> [Task instructions]
Update the items below by replacing every occurrence of "label each instance" with "mark every instance", leaving all other text unchanged.

> [Given information]
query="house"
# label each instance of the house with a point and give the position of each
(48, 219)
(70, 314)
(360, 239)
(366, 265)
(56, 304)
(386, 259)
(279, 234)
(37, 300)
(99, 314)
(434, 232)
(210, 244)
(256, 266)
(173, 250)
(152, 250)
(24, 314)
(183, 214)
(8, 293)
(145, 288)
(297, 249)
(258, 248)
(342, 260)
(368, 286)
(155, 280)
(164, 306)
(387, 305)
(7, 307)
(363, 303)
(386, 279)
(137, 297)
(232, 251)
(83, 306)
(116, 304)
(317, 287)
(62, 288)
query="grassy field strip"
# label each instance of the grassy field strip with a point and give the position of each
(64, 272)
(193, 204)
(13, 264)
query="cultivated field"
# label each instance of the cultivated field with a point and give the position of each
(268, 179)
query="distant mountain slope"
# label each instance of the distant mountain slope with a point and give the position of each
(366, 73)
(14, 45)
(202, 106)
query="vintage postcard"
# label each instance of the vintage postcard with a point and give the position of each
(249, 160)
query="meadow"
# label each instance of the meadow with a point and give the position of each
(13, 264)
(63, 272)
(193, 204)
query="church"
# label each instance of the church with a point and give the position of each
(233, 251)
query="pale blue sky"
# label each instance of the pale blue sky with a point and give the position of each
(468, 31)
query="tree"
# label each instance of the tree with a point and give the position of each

> [Full answer]
query="house"
# mark every instance of the house with a point and give the position of each
(48, 219)
(70, 314)
(360, 239)
(366, 265)
(56, 304)
(386, 259)
(279, 234)
(37, 300)
(99, 314)
(434, 232)
(210, 244)
(256, 266)
(173, 250)
(152, 250)
(24, 314)
(183, 214)
(8, 293)
(145, 288)
(297, 249)
(258, 248)
(342, 260)
(368, 286)
(155, 280)
(164, 306)
(387, 305)
(7, 307)
(363, 303)
(386, 279)
(137, 297)
(232, 251)
(83, 306)
(116, 304)
(317, 287)
(62, 288)
query="grassy field strip"
# mark every instance of the grassy field strip with a point and give the position of each
(64, 272)
(193, 204)
(13, 264)
query="cultivated field"
# mark every instance of the cultivated field with a point and give the position of each
(268, 179)
query="distant mountain slope"
# mark every instance of the distant mountain slope with a point and give the position of each
(366, 73)
(14, 45)
(202, 106)
query="vintage postcard"
# mark every instance of the vintage postcard with a point and give the position of each
(249, 160)
query="meadow"
# mark every instance of the meadow with a point and give the position of each
(13, 264)
(63, 272)
(193, 204)
query="church"
# mark every instance of the church with a point and give the position of each
(233, 251)
query="pale blue sky"
# mark every instance of the pale blue sky with a point and give the position of each
(468, 31)
query="tree"
# mark every instance of the tree with a point and give the position of each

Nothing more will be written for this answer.